==== Extrait fourni ====

Le monde coloré et apocalyptique de Dulk

L’Espagnol Dulk (Antonio Segura Donat) est un peintre, illustrateur et artiste de rue -dans le désordre. Bien qu’il dessine depuis son enfance, c’est lorsqu’il s’est mis à peindre dans la rue, sur les conseils insistants de l’ami qui lui a donné son nom d’artiste, que Dulk a commencé à considérer son art avec plus de sérieux et à imaginer d’en vivre. Un univers à découvrir sur son site.

Amanda Spierings, Genève, philosophe, écrivain public

Dulk a promené ses pinceaux et ses bombes de peinture un peu partout en Europe, en Asie et en Amérique. En tant qu’illustrateur, il a conçu des affiches, des couvertures de CDs, mais également créé des modèles de snowboards. Il a participé à plusieurs projets novateurs et originaux à plusieurs mains (livre pour enfants, bande dessinée, film, etc.).

Traits de crayons, coups de pinceaux ou giclées de bombes, ses premières œuvres avaient des styles différents. Avec le temps, les styles ont convergé pour aboutir à son identité actuelle: pop art brillant, ludique et subtilement sombre. À la rigueur et au dé­vouement que demande la peinture en studio, répond la spontanéité de l’art de rue. C’est là que la créativité et l’imagination de Dulk ont trouvé à s’exprimer librement. Dans la rue, il est impossible de tout contrôler.

====

◆ **Exercice**
Recopiez l'extrait sur Dulk de "Amanda Spierings, Genève, philosophe, écrivain" à "dessinée, film, etc.)." en remplaçant "snowboards" par "skateboards". Basez-vous seulement sur l'extrait.

==== Données ====

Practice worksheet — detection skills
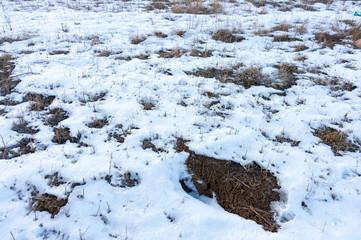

====

◆ **Réponse rédigée**
Amanda Spierings, Genève, philosophe, écrivain public

Dulk a promené ses pinceaux et ses bombes de peinture un peu partout en Europe, en Asie et en Amérique. En tant qu’illustrateur, il a conçu des affiches, des couvertures de CDs, mais également créé des modèles de skateboards. Il a participé à plusieurs projets novateurs et originaux à plusieurs mains (livre pour enfants, bande dessinée, film, etc.).